### WHAT YOU ARE ASKED TO DO
Below is a block of records; repeat each one exactly.

Point placement records
####################
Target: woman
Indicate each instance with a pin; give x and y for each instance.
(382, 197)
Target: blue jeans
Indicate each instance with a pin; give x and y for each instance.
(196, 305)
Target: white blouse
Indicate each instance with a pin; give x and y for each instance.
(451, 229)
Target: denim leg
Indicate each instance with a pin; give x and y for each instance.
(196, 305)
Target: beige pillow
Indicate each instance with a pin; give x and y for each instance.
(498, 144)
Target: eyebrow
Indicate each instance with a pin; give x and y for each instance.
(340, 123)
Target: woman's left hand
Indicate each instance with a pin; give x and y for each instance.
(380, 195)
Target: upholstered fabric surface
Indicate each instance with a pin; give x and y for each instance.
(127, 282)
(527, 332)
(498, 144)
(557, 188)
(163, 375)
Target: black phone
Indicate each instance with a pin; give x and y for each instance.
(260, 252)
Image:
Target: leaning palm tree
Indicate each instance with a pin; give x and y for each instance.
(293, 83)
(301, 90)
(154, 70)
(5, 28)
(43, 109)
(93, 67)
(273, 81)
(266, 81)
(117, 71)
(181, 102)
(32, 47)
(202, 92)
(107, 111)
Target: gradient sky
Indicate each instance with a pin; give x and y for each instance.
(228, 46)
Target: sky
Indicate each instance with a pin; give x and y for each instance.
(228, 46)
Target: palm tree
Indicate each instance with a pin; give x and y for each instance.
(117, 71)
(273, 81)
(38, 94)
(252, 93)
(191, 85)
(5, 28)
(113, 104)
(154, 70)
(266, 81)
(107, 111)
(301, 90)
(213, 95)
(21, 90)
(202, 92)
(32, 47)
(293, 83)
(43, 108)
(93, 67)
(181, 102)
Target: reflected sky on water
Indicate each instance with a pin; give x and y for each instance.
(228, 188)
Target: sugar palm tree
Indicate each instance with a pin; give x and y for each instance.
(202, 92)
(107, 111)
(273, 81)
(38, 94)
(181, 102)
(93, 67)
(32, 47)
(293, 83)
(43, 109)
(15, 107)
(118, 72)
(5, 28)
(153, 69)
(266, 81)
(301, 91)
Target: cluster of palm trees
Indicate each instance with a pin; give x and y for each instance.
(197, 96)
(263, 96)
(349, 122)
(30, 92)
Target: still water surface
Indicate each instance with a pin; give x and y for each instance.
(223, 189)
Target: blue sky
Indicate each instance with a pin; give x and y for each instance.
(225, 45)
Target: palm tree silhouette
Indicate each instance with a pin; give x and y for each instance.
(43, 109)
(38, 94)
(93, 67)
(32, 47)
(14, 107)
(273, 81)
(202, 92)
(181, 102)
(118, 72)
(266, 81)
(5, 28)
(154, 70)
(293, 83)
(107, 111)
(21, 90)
####################
### ANSWER TO THIS EXERCISE
Target: woman
Indicate each instance with a pin; give x and y for each instance.
(382, 197)
Target: blue jeans
Indicate each instance with a pin; give x and y for each instance.
(196, 305)
Target: white blouse
Indicate each instance with a pin; give x and y for each instance.
(451, 229)
Target: denim leg
Indicate each instance with a pin; give x and y for each instance.
(196, 305)
Target: beige pillow
Indicate each instance with a pin; give x and y for each instance.
(498, 144)
Target: eyebrow
Indicate each instance with a pin; give x and y for each instance.
(340, 123)
Target: woman's left hand
Indicate each instance with a pin; give x and y for each instance.
(380, 195)
Target: upholstered fabric surface
Indicate each instance with a pin; give x and y for each instance.
(127, 282)
(527, 332)
(498, 144)
(557, 188)
(163, 375)
Target: black phone
Indicate each instance with a pin; give x and y for each instance.
(260, 252)
Image:
Target: leaning palm tree
Indicate each instance with a pin; give x and y for each instance.
(293, 83)
(301, 90)
(154, 70)
(5, 28)
(43, 109)
(93, 67)
(273, 81)
(266, 81)
(117, 71)
(181, 102)
(32, 47)
(202, 92)
(107, 111)
Target: gradient sky
Indicate each instance with a pin; give x and y for each instance.
(228, 46)
Target: sky
Indicate each instance with a pin; give x and y for each instance.
(228, 46)
Target: palm tree
Indicate each instance with a pin; give x and y for each instance.
(117, 71)
(273, 81)
(38, 94)
(252, 93)
(191, 85)
(5, 28)
(113, 104)
(154, 70)
(266, 81)
(107, 111)
(301, 90)
(213, 95)
(21, 90)
(202, 92)
(32, 47)
(293, 83)
(43, 108)
(93, 67)
(181, 102)
Target: reflected sky on water
Indicate each instance with a pin; give x and y for each instance.
(228, 188)
Target: sugar palm tree
Indicate each instance with a pin; give x and y for each instance.
(202, 92)
(107, 111)
(273, 81)
(38, 94)
(181, 102)
(93, 67)
(32, 47)
(293, 83)
(43, 109)
(15, 107)
(118, 72)
(5, 28)
(153, 69)
(266, 81)
(301, 91)
Target: cluster of palm trees
Indicate each instance with a pin; give x and y for each instance.
(197, 96)
(263, 96)
(349, 122)
(30, 92)
Target: still water surface
Indicate each instance with a pin; give x and y for each instance.
(223, 189)
Target: blue sky
Indicate each instance with a pin; give x and y for each instance.
(225, 45)
Target: palm tree silhouette
Indicate each instance with a pin; give x and y for each instance.
(43, 109)
(38, 94)
(93, 67)
(32, 47)
(14, 107)
(273, 81)
(202, 92)
(181, 102)
(118, 72)
(266, 81)
(5, 28)
(154, 70)
(293, 83)
(107, 111)
(21, 90)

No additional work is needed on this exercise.